説明

車両用制動装置

【課題】車両用制動装置において、構造の簡素化並びに製造コストの低減を図る。
【解決手段】入力ピストン13内にチャンバ81にリリーフ弁86を移動自在に支持することで、第1吸引室R11と第2吸引室R12と拘束室R13とを区画し、第2吸引室R12に連通孔83を介して加圧室R5を連通し、第1吸引室R11に吸引ポート84を介して第1排出ポート41を連通し、拘束室R13に連通孔85を介して供給ポート37と連通し、リリーフ弁86を付勢スプリング87により連通孔83を閉止する方向に付勢支持すると共に、吸引ポート84から第1吸引室R11への吸引力により連通孔83を開放可能とする。

【発明の詳細な説明】
【技術分野】
【0001】
本発明は、乗員の制動操作に対して車両に付与する制動力を電子制御する車両用制動装置に関するものである。
【背景技術】
【0002】
車両の制動装置として、ブレーキペダルから入力されたブレーキ操作量(または、操作力)に対して制動装置の制動力、つまり、この制動装置を駆動するホイールシリンダへ供給する制動油圧を電気的に制御する電子制御式制動装置が知られている。このような制動装置としては、例えば、下記特許文献1に記載されたものがある。
【0003】
この特許文献1に記載された車両用制動制御装置は、運転者がブレーキペダルを操作すると、マスタシリンダがその操作量に応じた油圧を発生すると共に、作動油の一部がストロークシミュレータに流れ込み、ブレーキペダルの踏力に応じたブレーキペダルの操作力が調整される一方、ブレーキECUが検出したペダルストロークに応じて車両の目標減速度を設定し、各車輪に付与する制動力分配を決定し、各ホイールシリンダに所定の液圧を付与するものである。

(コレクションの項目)
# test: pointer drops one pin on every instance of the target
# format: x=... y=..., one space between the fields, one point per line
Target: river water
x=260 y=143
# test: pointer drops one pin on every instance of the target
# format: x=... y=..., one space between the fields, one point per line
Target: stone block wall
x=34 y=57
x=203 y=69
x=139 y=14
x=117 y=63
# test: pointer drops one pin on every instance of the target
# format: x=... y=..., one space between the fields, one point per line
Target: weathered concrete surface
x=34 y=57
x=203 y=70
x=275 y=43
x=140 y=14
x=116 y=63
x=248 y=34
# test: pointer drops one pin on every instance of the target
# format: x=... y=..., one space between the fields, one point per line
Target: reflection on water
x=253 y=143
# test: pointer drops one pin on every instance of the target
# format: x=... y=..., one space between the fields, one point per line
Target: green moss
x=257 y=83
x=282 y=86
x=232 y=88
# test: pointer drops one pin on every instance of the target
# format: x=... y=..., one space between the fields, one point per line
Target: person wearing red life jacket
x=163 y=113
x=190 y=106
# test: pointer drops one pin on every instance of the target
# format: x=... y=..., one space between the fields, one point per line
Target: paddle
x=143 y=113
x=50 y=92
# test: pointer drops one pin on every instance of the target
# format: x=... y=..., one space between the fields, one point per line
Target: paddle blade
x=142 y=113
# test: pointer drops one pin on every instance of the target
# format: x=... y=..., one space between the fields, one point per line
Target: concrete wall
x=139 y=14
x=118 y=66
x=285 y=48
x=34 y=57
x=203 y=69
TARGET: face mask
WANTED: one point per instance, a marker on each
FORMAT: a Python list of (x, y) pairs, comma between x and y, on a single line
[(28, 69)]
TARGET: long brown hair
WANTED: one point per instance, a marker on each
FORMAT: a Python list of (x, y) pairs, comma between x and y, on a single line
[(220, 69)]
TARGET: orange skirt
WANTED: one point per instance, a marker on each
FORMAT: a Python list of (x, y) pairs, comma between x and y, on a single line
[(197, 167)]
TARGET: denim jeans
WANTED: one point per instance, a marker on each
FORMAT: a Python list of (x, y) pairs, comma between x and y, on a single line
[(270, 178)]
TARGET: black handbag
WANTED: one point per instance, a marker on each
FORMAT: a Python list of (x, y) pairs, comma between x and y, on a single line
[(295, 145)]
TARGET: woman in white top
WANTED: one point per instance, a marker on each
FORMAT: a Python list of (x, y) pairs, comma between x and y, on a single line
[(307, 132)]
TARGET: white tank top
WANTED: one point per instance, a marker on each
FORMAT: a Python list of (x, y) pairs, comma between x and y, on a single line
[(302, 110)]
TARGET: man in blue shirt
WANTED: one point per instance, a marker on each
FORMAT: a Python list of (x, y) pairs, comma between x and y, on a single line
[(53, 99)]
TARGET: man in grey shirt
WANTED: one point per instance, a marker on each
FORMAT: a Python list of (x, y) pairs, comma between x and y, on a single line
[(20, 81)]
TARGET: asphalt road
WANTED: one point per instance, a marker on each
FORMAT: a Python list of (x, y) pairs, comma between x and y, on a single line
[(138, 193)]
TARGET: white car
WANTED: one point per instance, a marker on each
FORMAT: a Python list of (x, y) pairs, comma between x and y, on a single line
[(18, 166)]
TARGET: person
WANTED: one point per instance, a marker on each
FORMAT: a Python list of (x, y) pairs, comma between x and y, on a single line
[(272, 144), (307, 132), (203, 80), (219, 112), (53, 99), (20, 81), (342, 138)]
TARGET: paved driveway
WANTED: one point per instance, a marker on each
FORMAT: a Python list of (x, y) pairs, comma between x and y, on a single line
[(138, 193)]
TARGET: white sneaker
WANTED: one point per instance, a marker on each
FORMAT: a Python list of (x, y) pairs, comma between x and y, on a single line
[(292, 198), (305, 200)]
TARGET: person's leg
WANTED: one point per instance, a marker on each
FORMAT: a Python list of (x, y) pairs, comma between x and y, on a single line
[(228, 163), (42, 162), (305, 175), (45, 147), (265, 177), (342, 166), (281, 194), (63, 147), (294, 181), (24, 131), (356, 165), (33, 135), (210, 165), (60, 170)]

→ 作業内容: 車両用制動装置に関する本文を、最後の文の後から書き継ぐこと。

→ 解答:
【0004】
【特許文献1】特開2004−243983号公報
【発明の開示】
【発明が解決しようとする課題】
【0005】
上述した従来の車両用制動制御装置にあっては、ブレーキペダルの操作量に応じた油圧を発生するマスタシリンダに対して、作動油の一部が流れ込むことでブレーキペダルの操作力を調整するストロークシミュレータを設けると共に、マスタシリンダにマスタカット弁を介して4系統のホイールシリンダに供給する作動油を加圧する加圧機構が各系統ごとに設けられている。そのため、アキュムレータ、マスタシリンダ、ストロークシミュレータなどを連結するための油圧配管の連結系統が複雑なものとなり、製造コストが上昇してしまうという問題がある。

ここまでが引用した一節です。